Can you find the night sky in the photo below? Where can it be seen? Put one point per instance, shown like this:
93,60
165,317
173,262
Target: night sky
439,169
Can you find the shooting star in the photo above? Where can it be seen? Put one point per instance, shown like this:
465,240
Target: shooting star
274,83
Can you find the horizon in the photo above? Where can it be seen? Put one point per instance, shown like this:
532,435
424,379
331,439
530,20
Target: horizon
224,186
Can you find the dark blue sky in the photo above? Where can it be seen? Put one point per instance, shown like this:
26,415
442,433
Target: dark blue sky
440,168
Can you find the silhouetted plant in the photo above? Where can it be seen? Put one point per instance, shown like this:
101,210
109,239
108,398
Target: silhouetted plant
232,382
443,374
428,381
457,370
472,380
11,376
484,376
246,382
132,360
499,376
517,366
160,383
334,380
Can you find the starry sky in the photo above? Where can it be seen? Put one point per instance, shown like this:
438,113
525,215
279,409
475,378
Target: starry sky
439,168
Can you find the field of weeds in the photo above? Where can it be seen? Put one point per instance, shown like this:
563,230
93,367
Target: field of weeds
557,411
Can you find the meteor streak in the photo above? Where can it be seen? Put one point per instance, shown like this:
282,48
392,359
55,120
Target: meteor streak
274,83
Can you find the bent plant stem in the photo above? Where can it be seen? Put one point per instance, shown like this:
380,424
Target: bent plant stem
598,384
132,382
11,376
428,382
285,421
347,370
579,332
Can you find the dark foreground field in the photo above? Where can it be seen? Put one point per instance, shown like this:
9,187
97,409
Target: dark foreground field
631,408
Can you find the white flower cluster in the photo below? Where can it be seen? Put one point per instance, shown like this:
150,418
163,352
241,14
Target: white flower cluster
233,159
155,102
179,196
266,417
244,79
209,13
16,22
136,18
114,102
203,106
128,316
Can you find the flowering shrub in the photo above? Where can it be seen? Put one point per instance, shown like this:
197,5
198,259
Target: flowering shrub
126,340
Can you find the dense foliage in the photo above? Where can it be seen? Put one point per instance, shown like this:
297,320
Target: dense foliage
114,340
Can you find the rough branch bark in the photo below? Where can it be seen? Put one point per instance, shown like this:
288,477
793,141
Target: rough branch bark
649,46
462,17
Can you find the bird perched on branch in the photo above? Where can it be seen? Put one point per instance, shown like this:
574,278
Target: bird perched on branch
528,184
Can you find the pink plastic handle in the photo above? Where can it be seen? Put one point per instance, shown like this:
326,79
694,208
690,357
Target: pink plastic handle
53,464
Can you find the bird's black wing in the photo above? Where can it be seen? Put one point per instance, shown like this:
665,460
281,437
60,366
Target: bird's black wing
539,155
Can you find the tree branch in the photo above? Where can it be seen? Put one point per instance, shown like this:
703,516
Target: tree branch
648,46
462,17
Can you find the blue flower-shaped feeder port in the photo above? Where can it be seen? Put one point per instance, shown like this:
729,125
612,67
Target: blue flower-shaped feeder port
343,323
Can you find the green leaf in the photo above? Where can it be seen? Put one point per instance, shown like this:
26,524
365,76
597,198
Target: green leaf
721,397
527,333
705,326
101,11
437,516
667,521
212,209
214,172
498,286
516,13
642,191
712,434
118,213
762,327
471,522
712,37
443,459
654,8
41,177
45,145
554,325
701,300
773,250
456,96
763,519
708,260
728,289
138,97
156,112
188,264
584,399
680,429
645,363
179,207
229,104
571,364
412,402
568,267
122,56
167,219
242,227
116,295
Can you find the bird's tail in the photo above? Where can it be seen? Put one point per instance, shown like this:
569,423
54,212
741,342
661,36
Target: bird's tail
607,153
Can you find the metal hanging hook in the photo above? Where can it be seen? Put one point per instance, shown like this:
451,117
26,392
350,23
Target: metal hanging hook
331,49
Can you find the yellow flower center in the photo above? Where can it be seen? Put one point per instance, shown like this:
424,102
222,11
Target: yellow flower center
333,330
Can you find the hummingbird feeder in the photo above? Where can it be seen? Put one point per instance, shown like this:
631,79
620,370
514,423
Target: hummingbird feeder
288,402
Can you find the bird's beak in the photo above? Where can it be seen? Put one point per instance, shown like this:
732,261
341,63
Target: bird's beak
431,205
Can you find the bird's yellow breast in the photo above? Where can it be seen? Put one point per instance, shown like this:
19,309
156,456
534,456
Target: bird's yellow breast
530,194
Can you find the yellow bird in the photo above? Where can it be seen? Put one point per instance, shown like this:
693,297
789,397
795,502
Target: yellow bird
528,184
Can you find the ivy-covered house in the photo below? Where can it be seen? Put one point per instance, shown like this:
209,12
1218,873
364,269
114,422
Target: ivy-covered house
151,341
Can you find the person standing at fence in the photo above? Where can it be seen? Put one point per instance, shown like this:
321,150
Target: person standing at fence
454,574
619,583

■ ■ ■ ■ ■

▸ **WORK REQUIRED**: Repeat the lines above with every word intact.

▸ **OUTPUT**:
Can you find the night sky in the photo below? Where can it be seen? Put one point per instance, shown like this:
93,60
165,317
173,262
Target: night sky
439,169
Can you find the shooting star in the photo above? Where can it be seen? Put one point per instance, shown like this:
465,240
Target: shooting star
274,83
Can you find the horizon in the photo above? Where can it be seen? Put one point per instance, shown like this:
532,435
424,379
331,439
530,20
Target: horizon
224,186
Can you find the dark blue sky in the photo above? Where can it be seen? Put one point per instance, shown like this:
26,415
442,433
Target: dark blue sky
440,168
Can you find the silhouetted plant in the photo above? Where can it be seen? Put one point per instance, shown like this:
101,210
109,239
108,398
Target: silhouetted plant
232,382
443,374
428,381
457,370
472,380
11,376
484,376
246,382
132,360
499,376
517,366
160,383
334,380
Can you find the starry sky in the photo above? Where can it be seen? Put one point per instance, shown like this:
438,113
525,215
279,409
475,378
Target: starry sky
439,168
Can you find the field of weeds in the photo above? Where can it be seen? Put one point per instance, shown like this:
563,230
93,367
Target: field of weeds
557,411
Can you find the meteor streak in the photo above? Where can it be seen? Put one point per instance, shown like this:
282,48
392,359
55,120
Target: meteor streak
274,83
Can you find the bent plant stem in the photo above? Where can it be seen? Put one point per instance, shown like this:
380,424
Target: bent plant stem
598,384
132,382
11,376
428,382
285,421
347,370
579,332
Can you find the dark foreground field in the photo above? Where can it be seen? Put one point per instance, shown like this:
9,187
97,409
Target: dark foreground field
631,408
Can you find the white flower cluster in the photo below? Where can it be seen? Put one point per instance, shown like this:
150,418
163,352
241,14
Target: white flower cluster
233,159
155,102
179,196
266,417
244,79
209,13
16,22
136,18
114,102
203,106
128,316
Can you find the flowering shrub in the photo above? Where can it be seen? Put one point per instance, shown like this:
197,5
198,259
Target: flowering shrub
126,340
Can you find the dense foliage in the photo above? Where can it be seen? Put one point per instance, shown like this:
297,320
Target: dense foliage
114,340
Can you find the rough branch bark in the photo below? Where can it be seen? Put one point per instance, shown like this:
288,477
793,141
Target: rough branch bark
649,46
462,17
Can you find the bird perched on branch in the photo above? Where can it be seen? Put one point per instance, shown like this:
574,278
Target: bird perched on branch
528,184
Can you find the pink plastic handle in the photo above? Where can it be seen? Put one point per instance, shown like this:
326,79
694,208
690,357
Target: pink plastic handle
53,464
Can you find the bird's black wing in the photo above? Where can it be seen? Put one point per instance, shown like this:
665,460
281,437
60,366
Target: bird's black wing
539,155
Can you find the tree branch in the photo above? Where can it be seen? Put one point per instance, shown like this:
703,516
Target: tree branch
648,46
462,17
Can you find the blue flower-shaped feeder port in the photo above? Where can it be seen? Put one point per instance, shown like this:
729,125
612,67
Target: blue flower-shaped feeder port
343,323
Can you find the green leaf in the photo above? Where can it be seen? Put one point per instance, shown like this:
26,524
365,76
597,198
Target: green leaf
721,397
527,333
705,326
101,11
437,516
667,521
212,209
214,172
498,286
516,13
642,191
712,434
118,213
762,327
471,522
712,37
443,459
654,8
41,177
45,145
554,325
701,300
773,250
456,96
763,519
708,260
728,289
138,97
156,112
188,264
584,399
680,429
645,363
179,207
229,104
571,364
412,402
568,267
122,56
167,219
242,227
116,295
Can you find the bird's tail in the photo above? Where can it be seen? Put one point per instance, shown like this:
569,423
54,212
741,342
661,36
Target: bird's tail
607,153
Can you find the metal hanging hook in the photo above? Where can it be seen? Put one point per instance, shown like this:
451,117
26,392
350,23
Target: metal hanging hook
331,49
Can you find the yellow flower center in the photo above? Where can it be seen? Put one point per instance, shown like this:
424,102
222,11
Target: yellow flower center
333,330
Can you find the hummingbird feeder in the photo above? Where can it be seen? Put one point per instance, shown like this:
631,79
620,370
514,423
Target: hummingbird feeder
288,402
Can you find the bird's beak in the photo above? Where can it be seen? Put one point per instance, shown like this:
732,261
341,63
Target: bird's beak
431,205
Can you find the bird's yellow breast in the photo above? Where can it be seen? Put one point per instance, shown like this:
19,309
156,456
534,456
Target: bird's yellow breast
530,194
Can you find the yellow bird in the photo above? Where can it be seen? Put one point per instance, shown like this:
693,297
789,397
795,502
Target: yellow bird
528,184
Can you find the ivy-covered house in the photo below? Where can it be seen? Put one point per instance, shown like this:
209,12
1218,873
364,269
114,422
Target: ivy-covered house
151,341
Can you find the person standing at fence in the photo above? Where can it be seen? Put one point per instance, shown like this:
321,150
Target: person standing at fence
454,574
619,583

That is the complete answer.